- _Passage provided_
((

A first step toward a second Alaskan deep-water port project …
Nome Mayor Richard Beneville says a vote last week by the U.S. Senate reassures him that Congress understands the nation’s need for Alaskan harbors that are big enough and deep enough to handle the increasing number of ships passing through the Bering Strait and Arctic Ocean.
“We’re talking about the infrastructure for the nation in our state. It’s for the whole country. It’s very, very important,” Beneville said.
The Senate’s unanimous approval of the Point Spencer Land Conveyance Act authorizes the federal government to hand over 2,500 acres of land on Point Spencer to the Bering Straits Native Corporation and smaller parcels to the state and Coast Guard. That could lead to development of a so-called deep-draft harbor at Port Clarence, a remote spot near the tip of Point Spencer about 120 miles northwest of Nome.
“The fact that it happened and that it was announced – I think it’s great,” Beneville said.
The mayor says the measure does not mean the feds have decided against build the port in Nome, as was recommended in an Army Corps of Engineers report issued two years ago. He says if anything, it signals that the feds recognize the need for two or more such facilities.
“I think it’s going to be more than just a deep-water port in (Port) Clarence and a deep-water port in Nome,” Beneville said.

))

- _Tasks to carry out_
#1 According to the Point Spencer article, how many acres of land on Point Spencer would go to the Bering Straits Native Corporation?
#2 Rewrite the Point Spencer article, beginning at the words "The Senate’s unanimous" and stopping after "northwest of Nome.", with "unanimous" changed to "overwhelming".
#3 Can you continue the Point Spencer article from the point where it stops?
None of this involves the entries.

- _Material shown_
((

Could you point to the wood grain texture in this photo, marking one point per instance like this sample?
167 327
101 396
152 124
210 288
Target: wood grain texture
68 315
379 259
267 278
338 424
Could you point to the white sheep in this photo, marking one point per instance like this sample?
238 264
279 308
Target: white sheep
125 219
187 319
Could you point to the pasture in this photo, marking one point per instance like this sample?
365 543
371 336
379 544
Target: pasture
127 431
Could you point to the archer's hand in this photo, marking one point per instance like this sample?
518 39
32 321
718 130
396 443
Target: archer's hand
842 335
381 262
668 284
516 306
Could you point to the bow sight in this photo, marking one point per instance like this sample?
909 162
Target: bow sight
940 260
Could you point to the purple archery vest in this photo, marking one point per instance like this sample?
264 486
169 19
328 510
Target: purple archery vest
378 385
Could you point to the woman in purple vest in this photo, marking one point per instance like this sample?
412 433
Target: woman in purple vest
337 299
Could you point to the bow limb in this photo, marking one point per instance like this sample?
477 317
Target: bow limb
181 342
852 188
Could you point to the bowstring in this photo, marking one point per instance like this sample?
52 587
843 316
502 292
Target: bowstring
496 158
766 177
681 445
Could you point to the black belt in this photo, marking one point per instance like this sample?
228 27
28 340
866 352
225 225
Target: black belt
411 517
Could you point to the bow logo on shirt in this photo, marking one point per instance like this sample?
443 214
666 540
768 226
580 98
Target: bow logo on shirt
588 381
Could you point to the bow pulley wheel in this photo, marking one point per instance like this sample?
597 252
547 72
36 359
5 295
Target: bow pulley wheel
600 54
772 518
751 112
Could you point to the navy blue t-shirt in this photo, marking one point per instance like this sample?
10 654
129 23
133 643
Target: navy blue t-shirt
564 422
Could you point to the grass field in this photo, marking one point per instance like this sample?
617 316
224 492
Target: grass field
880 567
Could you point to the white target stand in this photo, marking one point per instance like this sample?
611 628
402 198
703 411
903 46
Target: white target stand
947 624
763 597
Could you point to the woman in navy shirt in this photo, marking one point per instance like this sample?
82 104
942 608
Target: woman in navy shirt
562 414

))

- _Results of the tasks_
#1 2,500 acres.

#2
The Senate’s overwhelming approval of the Point Spencer Land Conveyance Act authorizes the federal government to hand over 2,500 acres of land on Point Spencer to the Bering Straits Native Corporation and smaller parcels to the state and Coast Guard. That could lead to development of a so-called deep-draft harbor at Port Clarence, a remote spot near the tip of Point Spencer about 120 miles northwest of Nome.

#3
Matt Shuckerow, a spokesman for U.S. Rep. Don Young, says that’s what the congressman had in mind in May when he introduced the measure in the House at the same time Lisa Murkowski introduced it in the Senate.
“Congressman Young and the entire delegation have supported the development of multiple port facilities, particularly as activity in the region increases,” Shuckerow said.
A Murkowski aide says that’s also the senator’s position on the issue.
Beneville believes expanding Nome’s harbor is still the better choice for the first deep-draft port, because it has important infrastructure that Port Clarence doesn’t.
“We have a regional hospital,” he said. “We have the airport, with alternative runways. We have the road system. There’s a lot that we have that’s going to be needed.”
The mayor says advocates for both sites aren’t competing. They’re cooperating, because both will be needed, along with at least one more, perhaps around Barrow, on the northernmost tip of Alaska.